**PROBLEM DETAILS:** From the items below, copy out every line that contains the string "wall". Treat uppercase and lowercase letters as different.

--- Begin RECORD LIST ---

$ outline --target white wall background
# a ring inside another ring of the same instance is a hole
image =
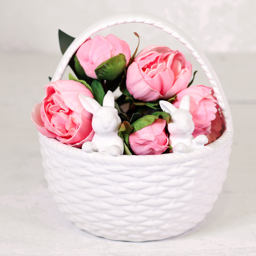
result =
[[[0,50],[5,52],[59,54],[58,29],[75,37],[99,19],[133,11],[172,22],[205,50],[256,51],[254,0],[13,0],[1,5]]]

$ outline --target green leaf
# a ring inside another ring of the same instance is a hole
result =
[[[119,128],[119,133],[120,134],[125,133],[126,134],[130,134],[133,130],[132,126],[127,121],[125,121],[121,125]]]
[[[135,132],[153,123],[158,118],[152,115],[147,115],[135,121],[131,125],[134,128],[132,133]]]
[[[153,115],[158,116],[160,118],[164,119],[166,121],[166,123],[168,124],[170,120],[170,116],[165,111],[157,111],[152,114]]]
[[[136,120],[142,117],[142,115],[140,113],[134,113],[132,114],[132,118],[131,119],[130,123],[132,124]]]
[[[94,79],[92,82],[91,87],[92,91],[94,98],[102,106],[103,99],[105,96],[105,93],[102,85],[98,80]]]
[[[119,84],[119,89],[121,92],[124,95],[131,97],[132,95],[129,92],[126,87],[126,69],[124,70],[124,73],[122,77],[121,82]]]
[[[192,83],[193,82],[193,81],[194,81],[194,79],[195,78],[195,75],[196,74],[196,72],[197,72],[197,70],[194,72],[194,74],[193,75],[193,78],[192,79],[192,80],[191,80],[191,81],[190,81],[190,82],[189,82],[189,83],[188,84],[188,87],[187,87],[187,88],[188,88],[189,87],[189,86],[190,86],[190,85],[191,85],[191,84],[192,84]]]
[[[130,150],[129,136],[133,129],[128,122],[125,121],[121,125],[118,132],[118,135],[122,138],[124,142],[125,155],[132,154]]]
[[[124,152],[125,155],[131,155],[132,154],[131,153],[131,151],[128,149],[128,147],[126,145],[125,143],[124,143]]]
[[[95,69],[95,73],[100,81],[112,81],[121,75],[126,65],[125,56],[123,54],[120,53],[101,64]]]
[[[60,29],[59,30],[59,41],[60,43],[60,50],[62,54],[64,54],[69,46],[74,39],[74,37],[69,36]]]
[[[76,81],[77,82],[78,82],[79,83],[83,84],[87,89],[91,91],[91,92],[93,94],[92,92],[92,89],[91,87],[85,81],[83,80],[79,80],[76,78],[71,73],[70,73],[68,75],[68,79],[69,80],[73,80],[74,81]]]
[[[119,105],[115,102],[115,108],[116,109],[118,112],[118,114],[121,118],[121,120],[123,121],[127,121],[129,122],[130,121],[130,119],[128,117],[124,111],[121,108]]]

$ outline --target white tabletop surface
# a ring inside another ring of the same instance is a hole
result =
[[[233,119],[232,151],[222,191],[193,230],[163,240],[132,242],[79,230],[59,210],[48,190],[30,113],[41,101],[43,87],[60,55],[2,53],[0,255],[256,255],[256,55],[207,55]]]

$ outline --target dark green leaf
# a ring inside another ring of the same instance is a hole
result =
[[[120,107],[119,105],[115,101],[115,108],[117,110],[117,111],[118,112],[118,114],[119,115],[119,116],[121,118],[121,120],[123,121],[127,121],[128,122],[129,122],[130,121],[130,119],[124,112],[124,111]]]
[[[158,118],[158,116],[152,115],[147,115],[135,121],[131,124],[134,128],[133,133],[153,123]]]
[[[166,121],[167,124],[169,123],[170,116],[168,114],[167,114],[165,111],[157,111],[153,113],[152,114],[153,115],[158,116],[160,118],[164,119]]]
[[[124,70],[124,74],[122,77],[121,82],[119,84],[119,89],[121,92],[126,96],[130,97],[132,96],[126,87],[126,69]]]
[[[59,41],[60,50],[62,54],[64,54],[74,39],[74,37],[69,36],[60,29],[59,30]]]
[[[95,73],[100,81],[112,81],[122,74],[126,65],[125,56],[123,54],[120,53],[101,64],[95,69]]]
[[[89,89],[89,90],[91,91],[91,92],[93,94],[92,92],[92,88],[85,81],[84,81],[83,80],[79,80],[77,78],[76,78],[71,73],[70,73],[68,75],[68,79],[69,80],[73,80],[74,81],[76,81],[77,82],[79,82],[79,83],[81,83],[83,84],[88,89]]]
[[[142,117],[142,115],[140,113],[134,113],[133,114],[132,118],[131,119],[130,123],[132,124],[136,120]]]
[[[94,79],[92,82],[91,87],[92,91],[93,98],[102,106],[103,99],[105,96],[105,93],[102,85],[98,80]]]
[[[194,74],[193,75],[193,78],[192,79],[192,80],[191,80],[191,81],[190,81],[190,82],[189,82],[189,83],[188,84],[188,87],[187,87],[187,88],[188,88],[188,87],[189,87],[189,86],[190,86],[192,84],[192,83],[193,82],[193,81],[194,81],[194,78],[195,78],[195,75],[196,74],[196,72],[197,72],[197,70],[194,72]]]
[[[126,145],[125,143],[124,143],[124,154],[127,155],[131,155],[132,154],[131,153],[131,151],[128,149],[127,146]]]

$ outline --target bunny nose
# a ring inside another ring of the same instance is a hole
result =
[[[102,124],[102,126],[103,128],[105,129],[107,129],[109,127],[109,124],[111,122],[111,118],[108,118],[104,122],[103,122]]]

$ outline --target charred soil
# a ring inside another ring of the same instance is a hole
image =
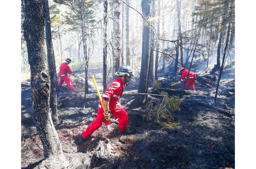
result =
[[[99,101],[87,101],[84,108],[82,102],[65,101],[59,107],[60,122],[55,127],[64,154],[69,161],[68,168],[235,168],[234,70],[229,69],[223,73],[221,82],[224,88],[220,90],[217,107],[212,104],[214,89],[211,90],[209,87],[214,86],[205,87],[199,84],[196,89],[200,91],[187,92],[181,90],[182,84],[171,89],[167,88],[169,84],[177,82],[179,77],[159,78],[162,84],[158,90],[167,91],[170,95],[176,94],[182,99],[180,111],[172,112],[178,125],[167,129],[158,126],[154,119],[148,122],[143,120],[143,115],[148,111],[146,107],[128,108],[129,105],[126,103],[132,101],[133,98],[130,96],[123,98],[121,104],[128,110],[127,129],[131,133],[118,134],[115,124],[101,126],[89,139],[80,144],[78,133],[96,118]],[[202,76],[205,77],[206,74]],[[100,74],[96,74],[95,77],[100,86]],[[81,81],[73,77],[71,79],[75,92],[59,92],[58,99],[76,98],[84,93]],[[89,80],[89,92],[92,92],[92,82]],[[136,86],[132,84],[128,90],[135,89]],[[31,113],[31,100],[30,88],[22,85],[23,168],[34,168],[44,158],[43,146]]]

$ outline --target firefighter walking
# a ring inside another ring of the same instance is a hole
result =
[[[123,94],[124,88],[130,82],[133,70],[129,66],[124,65],[121,66],[117,72],[115,74],[119,77],[112,81],[108,86],[102,95],[102,98],[105,112],[100,101],[99,102],[97,117],[83,132],[78,134],[79,141],[82,142],[88,139],[95,130],[102,125],[103,122],[109,119],[110,114],[116,119],[119,119],[118,133],[129,133],[126,131],[128,122],[128,114],[118,102],[118,99]]]
[[[72,84],[72,81],[68,76],[68,74],[70,74],[75,77],[77,76],[74,74],[72,70],[70,69],[68,64],[71,63],[71,59],[69,58],[67,58],[65,59],[66,62],[61,63],[60,66],[60,81],[58,82],[58,85],[60,87],[62,85],[64,82],[65,82],[67,84],[68,88],[71,91],[74,89],[74,87],[73,84]]]
[[[185,80],[185,78],[188,73],[188,70],[185,68],[180,67],[178,69],[178,73],[181,73],[181,78],[177,83],[174,84],[179,84]],[[188,78],[187,81],[187,83],[185,84],[185,87],[184,87],[184,90],[187,90],[188,88],[188,87],[190,86],[190,90],[195,90],[195,82],[196,81],[196,74],[190,70],[189,71],[189,74],[188,75]],[[171,87],[173,85],[171,84],[169,84],[169,86]]]

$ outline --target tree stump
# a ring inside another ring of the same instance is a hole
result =
[[[92,155],[91,161],[92,168],[99,167],[108,162],[113,148],[108,140],[100,140],[96,148],[96,151]]]

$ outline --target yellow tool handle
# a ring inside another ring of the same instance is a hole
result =
[[[177,82],[177,83],[174,83],[172,84],[171,84],[171,86],[173,86],[174,85],[175,85],[175,84],[178,84],[178,83],[179,83],[179,82]]]
[[[98,86],[97,86],[97,84],[96,83],[96,81],[95,80],[95,78],[94,78],[94,75],[92,75],[91,76],[92,77],[92,81],[93,82],[94,85],[95,86],[95,88],[96,89],[96,91],[97,92],[97,94],[98,94],[98,96],[99,96],[99,98],[100,99],[100,103],[101,103],[101,106],[102,106],[102,108],[103,108],[103,110],[105,112],[105,110],[106,110],[105,107],[104,106],[104,104],[103,103],[103,100],[102,100],[102,98],[101,98],[101,96],[100,96],[100,92],[99,91]]]

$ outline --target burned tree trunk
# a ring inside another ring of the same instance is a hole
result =
[[[52,110],[52,121],[54,123],[58,123],[59,120],[57,112],[57,96],[56,94],[56,86],[58,83],[56,80],[57,73],[56,71],[56,65],[55,64],[53,47],[52,42],[52,32],[48,0],[46,0],[45,3],[45,36],[47,48],[47,58],[48,59],[49,74],[51,81],[50,106]]]
[[[231,18],[232,15],[231,11],[229,12],[229,18]],[[216,92],[215,93],[215,98],[214,98],[214,104],[216,105],[216,102],[217,101],[217,96],[218,94],[218,90],[219,89],[219,86],[220,85],[220,78],[221,77],[222,71],[223,70],[223,68],[224,67],[224,62],[225,60],[225,57],[226,56],[226,52],[227,48],[228,47],[228,40],[229,38],[229,32],[230,31],[230,21],[228,23],[228,33],[226,37],[226,41],[225,45],[225,48],[224,48],[224,53],[223,54],[223,57],[222,58],[222,62],[221,63],[221,66],[220,67],[220,74],[219,75],[218,81],[217,82],[217,87],[216,87]]]
[[[173,69],[173,76],[177,76],[177,67],[178,66],[178,59],[179,59],[179,45],[176,45],[176,55],[175,57],[175,64]]]
[[[61,46],[61,40],[60,40],[60,26],[58,25],[58,33],[59,33],[59,39],[60,40],[60,57],[62,63],[62,47]]]
[[[223,23],[226,19],[226,15],[224,15],[222,16],[222,19],[221,21],[222,23]],[[222,30],[220,33],[220,36],[219,39],[219,43],[218,43],[218,46],[217,48],[217,63],[214,65],[214,66],[212,70],[210,73],[212,74],[215,73],[216,71],[219,70],[220,69],[220,48],[221,47],[221,41],[222,39],[222,36],[224,34],[224,31]]]
[[[156,12],[155,10],[156,8],[156,0],[152,0],[152,9],[151,10],[151,16],[152,17],[154,17],[156,16]],[[152,26],[155,27],[155,24],[154,21],[152,21]],[[150,64],[149,64],[149,80],[148,82],[149,85],[150,86],[152,86],[154,80],[155,80],[155,58],[154,55],[154,50],[155,50],[155,41],[154,40],[154,34],[153,31],[151,31],[151,40],[150,44]]]
[[[142,0],[141,1],[142,14],[143,17],[148,20],[150,13],[149,4],[151,3],[151,0]],[[151,28],[149,28],[150,26],[144,20],[143,20],[143,22],[141,64],[140,74],[140,82],[138,92],[145,93],[148,91],[148,77],[150,55],[151,30]],[[136,100],[138,101],[138,103],[141,103],[145,98],[145,96],[142,96],[141,97],[139,96]]]
[[[122,3],[122,32],[121,33],[121,40],[122,41],[122,50],[121,51],[121,59],[122,59],[121,65],[122,66],[124,65],[124,3]]]
[[[108,54],[107,43],[107,26],[108,25],[108,0],[104,0],[103,3],[103,90],[105,91],[107,88],[107,56]]]
[[[181,33],[181,29],[180,27],[180,4],[181,0],[176,0],[177,10],[177,17],[178,19],[178,30],[179,33],[178,33],[179,38],[180,40],[180,64],[181,66],[183,66],[183,51],[182,50],[182,33]]]
[[[23,27],[30,67],[34,120],[44,148],[44,158],[53,157],[64,160],[60,142],[49,111],[50,80],[44,40],[45,1],[25,0],[25,2]]]
[[[84,74],[85,79],[84,82],[84,99],[86,98],[86,93],[87,92],[87,90],[88,86],[88,58],[87,55],[87,45],[86,43],[86,32],[85,28],[85,16],[84,11],[84,3],[83,3],[83,10],[82,10],[82,35],[83,36],[83,45],[84,48],[84,59],[85,62],[84,66]],[[85,101],[84,104],[84,107],[85,107],[86,102]]]
[[[129,0],[126,0],[126,3],[130,5]],[[129,37],[129,9],[130,7],[126,5],[125,8],[126,20],[125,20],[125,38],[126,38],[126,64],[128,66],[131,65],[131,61],[130,60],[130,38]]]
[[[161,2],[160,0],[158,0],[157,4],[157,16],[159,17],[160,16],[160,5]],[[160,35],[160,20],[158,19],[157,19],[157,23],[156,26],[156,36],[157,38],[159,38]],[[156,50],[159,51],[159,41],[156,40]],[[158,79],[157,77],[157,70],[158,69],[158,58],[159,53],[158,52],[156,52],[156,60],[155,61],[155,79],[157,80]]]
[[[120,32],[120,1],[113,0],[114,11],[114,28],[115,40],[114,40],[114,58],[115,58],[115,72],[116,72],[121,66],[120,58],[121,55],[120,43],[121,36]],[[115,77],[117,76],[115,75]]]

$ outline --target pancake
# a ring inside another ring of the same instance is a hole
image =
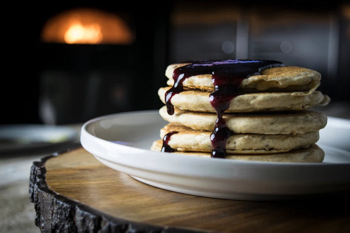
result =
[[[217,115],[174,108],[172,115],[168,114],[166,107],[159,109],[165,121],[195,130],[212,131]],[[304,134],[318,131],[324,128],[327,118],[323,113],[310,110],[290,112],[254,112],[224,113],[227,127],[236,133],[263,134]]]
[[[160,138],[167,133],[178,132],[170,137],[168,144],[183,151],[211,152],[211,131],[195,130],[169,124],[160,130]],[[233,134],[227,140],[226,152],[240,154],[269,154],[307,147],[319,140],[319,132],[295,134]]]
[[[165,76],[167,84],[172,86],[172,73],[176,68],[190,63],[173,64],[168,66]],[[321,74],[312,69],[297,66],[270,68],[260,72],[260,75],[252,75],[244,79],[240,85],[247,91],[292,92],[294,95],[310,94],[321,84]],[[213,91],[214,86],[212,74],[202,74],[190,76],[183,83],[184,87]]]
[[[165,103],[165,94],[170,87],[160,88],[158,95]],[[183,110],[215,112],[211,105],[211,92],[197,90],[185,90],[174,95],[171,104]],[[330,98],[319,91],[306,95],[294,95],[294,92],[263,92],[238,95],[230,102],[226,112],[279,111],[305,110],[317,105],[327,105]]]
[[[156,141],[152,144],[151,149],[160,151],[162,145],[162,140]],[[210,152],[176,151],[174,153],[189,156],[211,158]],[[166,156],[166,153],[164,153],[164,156]],[[226,155],[225,159],[266,162],[321,163],[323,161],[324,157],[324,151],[317,145],[312,144],[306,148],[300,148],[289,152],[270,154],[233,154],[229,153]]]

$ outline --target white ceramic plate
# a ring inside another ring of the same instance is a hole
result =
[[[157,110],[102,116],[82,128],[83,146],[108,167],[156,187],[204,197],[288,199],[350,190],[350,121],[329,118],[322,163],[238,161],[149,149],[167,123]]]

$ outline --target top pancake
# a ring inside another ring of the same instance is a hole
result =
[[[172,74],[175,69],[190,63],[169,65],[165,70],[168,80],[167,84],[172,86]],[[260,72],[260,75],[252,75],[243,80],[240,85],[247,92],[293,92],[294,95],[303,95],[316,90],[321,83],[321,75],[318,72],[297,66],[270,68]],[[184,87],[191,89],[213,91],[214,86],[212,74],[192,76],[183,82]]]

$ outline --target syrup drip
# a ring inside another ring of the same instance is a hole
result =
[[[186,79],[196,75],[211,73],[215,89],[209,95],[209,100],[217,115],[215,128],[211,134],[212,157],[225,158],[226,141],[234,132],[226,126],[223,114],[229,108],[232,98],[241,94],[239,86],[243,80],[259,75],[264,69],[277,66],[284,65],[272,60],[235,59],[196,61],[177,68],[172,74],[174,85],[165,93],[168,113],[173,114],[171,98],[184,91],[183,83]],[[169,140],[170,136],[167,139]]]
[[[173,134],[177,134],[178,131],[171,131],[167,133],[163,137],[163,145],[162,146],[161,152],[174,152],[175,150],[169,145],[170,137]]]

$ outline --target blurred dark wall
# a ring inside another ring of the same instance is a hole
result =
[[[9,22],[4,26],[9,40],[4,44],[1,123],[70,124],[157,109],[162,104],[157,91],[165,85],[166,66],[202,59],[271,59],[315,69],[322,75],[323,92],[333,101],[350,102],[349,4],[309,3],[11,6],[11,20],[4,21]],[[127,16],[136,31],[135,43],[95,46],[40,41],[48,19],[77,7]]]

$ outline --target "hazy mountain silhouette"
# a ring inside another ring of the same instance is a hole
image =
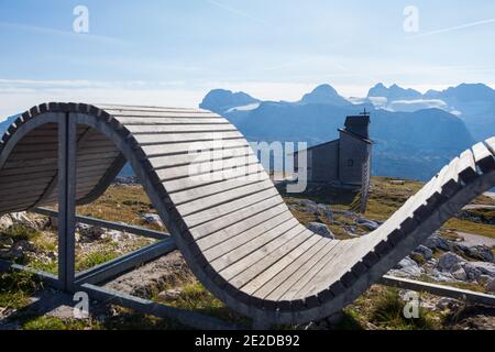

--- End RECORD LIST ---

**RESPONSE TO THIS EXERCISE:**
$ outline --target white wall background
$ outline --target blurred dark wall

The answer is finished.